> [TEXTO]:
************

Em análise à experiência constitucional brasileira, é possível identificar dois casos significativos em que ficou evidenciada a falta de efetividade de mandamentos constitucionais em razão de omissão total – a previsão de taxa de juros reais não superior a doze percentuais (artigo 193, § 3º, CF/88) e o direito de greve de servidores públicos (artigo 37, inciso VII, CF/88). Em ambas as hipóteses o Tribunal Constitucional declarou a inércia legislativa, mas entendeu, de forma preambular, pela impossibilidade de exercício do direito face à ausência de norma regulamentadora.
No primeiro caso a contenda restou solvida por decorrência da revogação do dispositivo constitucional pela edição da Emenda Constitucional nº 40/2003. A problemática relacionada ao direito de greve de servidores públicos foi ponderada, no âmbito de mandado de injunção, tendo o Pretório Excelso determinado a aplicação temporária da lei que disciplina o direito de greve na iniciativa privada.
Ocorre a omissão parcial em vista de atuação imperfeita ou não completa do dever de legislar. Exemplo categórico dessa situação se verifica em relação à lei de fixação do salário mínimo. Sendo o valor especificado em descompasso com os ditames constitucionais, mostra-se restrita a atuação judicial.
Há de se considerar que a decretação inconstitucionalidade da norma no cenário supracitado, ensejaria maior prejuízo do que sua conservação no ordenamento, uma vez que restaurar-se-ia valor pretérito inferior. Contudo, a determinação por ordem judicial do valor considerado pertinente encontra objeções como afronta à separação dos Poderes, bem como em princípios orçamentários e reserva do possível.

************

> [DADOS FORNECIDOS]:
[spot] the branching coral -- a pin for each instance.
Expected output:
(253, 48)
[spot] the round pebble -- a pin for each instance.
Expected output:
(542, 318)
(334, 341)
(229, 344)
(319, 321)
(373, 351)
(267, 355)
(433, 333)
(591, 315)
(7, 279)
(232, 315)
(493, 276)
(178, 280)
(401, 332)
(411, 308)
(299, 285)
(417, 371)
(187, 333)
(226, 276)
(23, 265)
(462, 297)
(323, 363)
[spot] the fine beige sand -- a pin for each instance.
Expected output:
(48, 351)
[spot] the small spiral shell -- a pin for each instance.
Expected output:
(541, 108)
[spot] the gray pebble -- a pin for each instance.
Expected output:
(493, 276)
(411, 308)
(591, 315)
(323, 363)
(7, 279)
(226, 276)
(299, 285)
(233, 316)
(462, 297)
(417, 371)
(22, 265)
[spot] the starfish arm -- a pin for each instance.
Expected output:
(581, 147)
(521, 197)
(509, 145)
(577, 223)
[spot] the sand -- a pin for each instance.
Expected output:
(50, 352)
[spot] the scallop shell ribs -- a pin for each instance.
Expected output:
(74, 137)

************

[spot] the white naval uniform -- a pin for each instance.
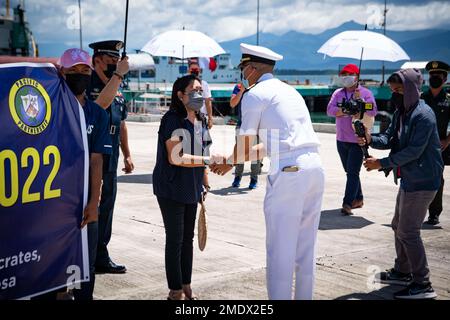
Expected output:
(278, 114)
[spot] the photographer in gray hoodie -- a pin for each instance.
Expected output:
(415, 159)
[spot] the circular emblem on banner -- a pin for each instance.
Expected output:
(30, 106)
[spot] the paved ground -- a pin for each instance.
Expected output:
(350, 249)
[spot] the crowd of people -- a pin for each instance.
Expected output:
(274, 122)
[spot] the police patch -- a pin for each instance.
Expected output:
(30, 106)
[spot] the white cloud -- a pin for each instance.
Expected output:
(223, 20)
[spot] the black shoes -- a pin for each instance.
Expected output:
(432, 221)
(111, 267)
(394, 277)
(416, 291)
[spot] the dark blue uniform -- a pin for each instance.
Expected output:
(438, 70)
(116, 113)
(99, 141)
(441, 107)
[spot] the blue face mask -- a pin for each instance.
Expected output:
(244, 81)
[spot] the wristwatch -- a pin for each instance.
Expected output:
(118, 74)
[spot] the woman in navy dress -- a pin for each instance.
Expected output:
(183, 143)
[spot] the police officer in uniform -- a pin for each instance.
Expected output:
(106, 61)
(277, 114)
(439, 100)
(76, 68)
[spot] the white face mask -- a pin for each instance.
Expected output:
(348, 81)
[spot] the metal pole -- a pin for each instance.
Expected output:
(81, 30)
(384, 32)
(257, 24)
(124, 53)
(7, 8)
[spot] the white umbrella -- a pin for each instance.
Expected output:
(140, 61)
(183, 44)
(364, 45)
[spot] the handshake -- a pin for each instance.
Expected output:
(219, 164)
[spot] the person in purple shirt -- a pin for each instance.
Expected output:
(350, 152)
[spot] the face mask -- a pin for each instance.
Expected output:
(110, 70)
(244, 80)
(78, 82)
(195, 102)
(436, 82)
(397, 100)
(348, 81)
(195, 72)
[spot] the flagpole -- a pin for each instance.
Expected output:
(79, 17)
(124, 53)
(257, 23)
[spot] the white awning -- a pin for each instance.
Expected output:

************

> [DESCRIÇÃO DO EXERCÍCIO]:
Responda com base no texto sobre omissão legislativa:
(a) Que emenda constitucional revogou o dispositivo sobre a taxa de juros reais?
(b) Que lei o Pretório Excelso mandou aplicar temporariamente ao direito de greve de servidores públicos?
(c) Que lei é dada como exemplo de omissão parcial?

> [RESPOSTA]:
(a) A Emenda Constitucional nº 40/2003.
(b) A lei que disciplina o direito de greve na iniciativa privada.
(c) A lei de fixação do salário mínimo.